Stated goal:
Reproduce the material below word for word, leaving out any pictures.

Material for this exercise:
▬▬▬▬▬▬▬▬▬▬
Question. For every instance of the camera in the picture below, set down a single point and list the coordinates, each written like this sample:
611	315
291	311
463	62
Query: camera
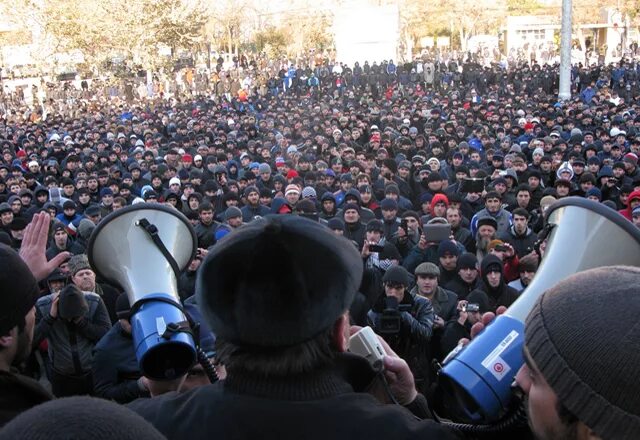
472	308
376	248
390	320
366	344
404	224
▬▬▬▬▬▬▬▬▬▬
Solution:
Question. For every instance of the camera in the picture below, set down a single point and list the coordinates, each written like this sample:
611	315
291	311
463	62
Query: camera
472	308
376	248
390	320
366	344
404	224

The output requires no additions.